### WRITTEN EXERCISE
Set down, word for word, the part of the comics interview between "MJ: What kinds" and "their party lines.", inclusive.

### PASSAGE SHOWN
Jeremy Sorese, Soaked Through, 2011. Mixed media on bristol.

MJ: What kinds of stories do y ou like to tell?

JS: I’ve actually been spending a lot of time thinking about what kinds of stories I’d love to tell, now and in the future. In comics, I’ve been really aware of how segmented and disjointed the medium is. People often get upset when the non-comic book literate talk about comics as a “genre”. It isn’t (it’s a medium) but I think that from the outside looking in, it does appear that comic creators tell only a certain number of stories. We have the mainstream superhero bunch, the secular independent D.I.Y. crowd and the very Manga inspired. Very little crossover occurs which I think is really detrimental to an already insular group of artists. As an art student who went to school for comic books, this separation was really extreme with my fellow students and very few would read material outside of their party lines.

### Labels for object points
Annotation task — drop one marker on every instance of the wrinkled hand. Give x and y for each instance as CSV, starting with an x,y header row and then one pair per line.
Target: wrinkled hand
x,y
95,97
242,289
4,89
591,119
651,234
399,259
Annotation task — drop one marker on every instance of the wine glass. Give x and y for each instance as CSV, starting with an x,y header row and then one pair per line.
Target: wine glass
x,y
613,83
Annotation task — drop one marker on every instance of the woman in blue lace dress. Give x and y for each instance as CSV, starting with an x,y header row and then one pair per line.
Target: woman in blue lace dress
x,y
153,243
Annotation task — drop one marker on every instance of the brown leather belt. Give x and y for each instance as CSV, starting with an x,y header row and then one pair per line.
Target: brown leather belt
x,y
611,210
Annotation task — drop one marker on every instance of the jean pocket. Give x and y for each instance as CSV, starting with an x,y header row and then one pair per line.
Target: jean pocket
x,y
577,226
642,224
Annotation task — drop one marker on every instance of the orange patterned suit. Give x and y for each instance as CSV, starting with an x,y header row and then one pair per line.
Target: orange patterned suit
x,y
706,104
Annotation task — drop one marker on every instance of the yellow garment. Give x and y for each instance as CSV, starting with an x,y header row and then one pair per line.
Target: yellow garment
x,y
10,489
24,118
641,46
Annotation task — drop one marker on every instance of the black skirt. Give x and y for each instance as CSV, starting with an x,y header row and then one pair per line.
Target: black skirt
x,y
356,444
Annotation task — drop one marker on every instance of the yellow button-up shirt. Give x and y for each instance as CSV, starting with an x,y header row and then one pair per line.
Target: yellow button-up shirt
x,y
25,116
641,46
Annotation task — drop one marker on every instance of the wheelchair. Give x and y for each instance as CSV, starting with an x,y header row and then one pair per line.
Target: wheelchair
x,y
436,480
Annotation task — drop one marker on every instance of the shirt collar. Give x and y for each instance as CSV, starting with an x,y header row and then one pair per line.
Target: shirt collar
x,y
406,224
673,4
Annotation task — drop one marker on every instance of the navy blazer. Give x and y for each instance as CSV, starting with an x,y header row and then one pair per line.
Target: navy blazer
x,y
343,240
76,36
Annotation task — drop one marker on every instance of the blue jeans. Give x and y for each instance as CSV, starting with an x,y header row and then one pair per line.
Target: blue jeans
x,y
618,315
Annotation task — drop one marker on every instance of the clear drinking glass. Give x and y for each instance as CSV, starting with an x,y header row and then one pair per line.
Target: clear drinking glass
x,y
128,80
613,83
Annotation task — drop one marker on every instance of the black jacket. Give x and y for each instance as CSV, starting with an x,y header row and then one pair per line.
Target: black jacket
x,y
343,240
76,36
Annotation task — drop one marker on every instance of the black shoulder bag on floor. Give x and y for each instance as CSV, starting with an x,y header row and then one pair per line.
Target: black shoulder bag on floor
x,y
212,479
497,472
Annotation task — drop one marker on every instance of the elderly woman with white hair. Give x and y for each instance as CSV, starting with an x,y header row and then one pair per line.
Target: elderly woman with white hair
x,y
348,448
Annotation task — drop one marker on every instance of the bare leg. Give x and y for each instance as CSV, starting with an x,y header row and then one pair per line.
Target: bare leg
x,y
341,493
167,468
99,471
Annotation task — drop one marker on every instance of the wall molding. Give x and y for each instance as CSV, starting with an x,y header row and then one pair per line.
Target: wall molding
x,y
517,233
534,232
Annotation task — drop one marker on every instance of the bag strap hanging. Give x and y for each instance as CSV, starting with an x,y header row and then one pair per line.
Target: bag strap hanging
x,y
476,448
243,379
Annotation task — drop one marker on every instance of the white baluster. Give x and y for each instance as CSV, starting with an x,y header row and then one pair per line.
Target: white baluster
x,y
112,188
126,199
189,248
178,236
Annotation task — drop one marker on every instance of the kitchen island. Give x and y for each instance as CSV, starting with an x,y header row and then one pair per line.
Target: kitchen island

### OUTPUT
MJ: What kinds of stories do y ou like to tell?

JS: I’ve actually been spending a lot of time thinking about what kinds of stories I’d love to tell, now and in the future. In comics, I’ve been really aware of how segmented and disjointed the medium is. People often get upset when the non-comic book literate talk about comics as a “genre”. It isn’t (it’s a medium) but I think that from the outside looking in, it does appear that comic creators tell only a certain number of stories. We have the mainstream superhero bunch, the secular independent D.I.Y. crowd and the very Manga inspired. Very little crossover occurs which I think is really detrimental to an already insular group of artists. As an art student who went to school for comic books, this separation was really extreme with my fellow students and very few would read material outside of their party lines.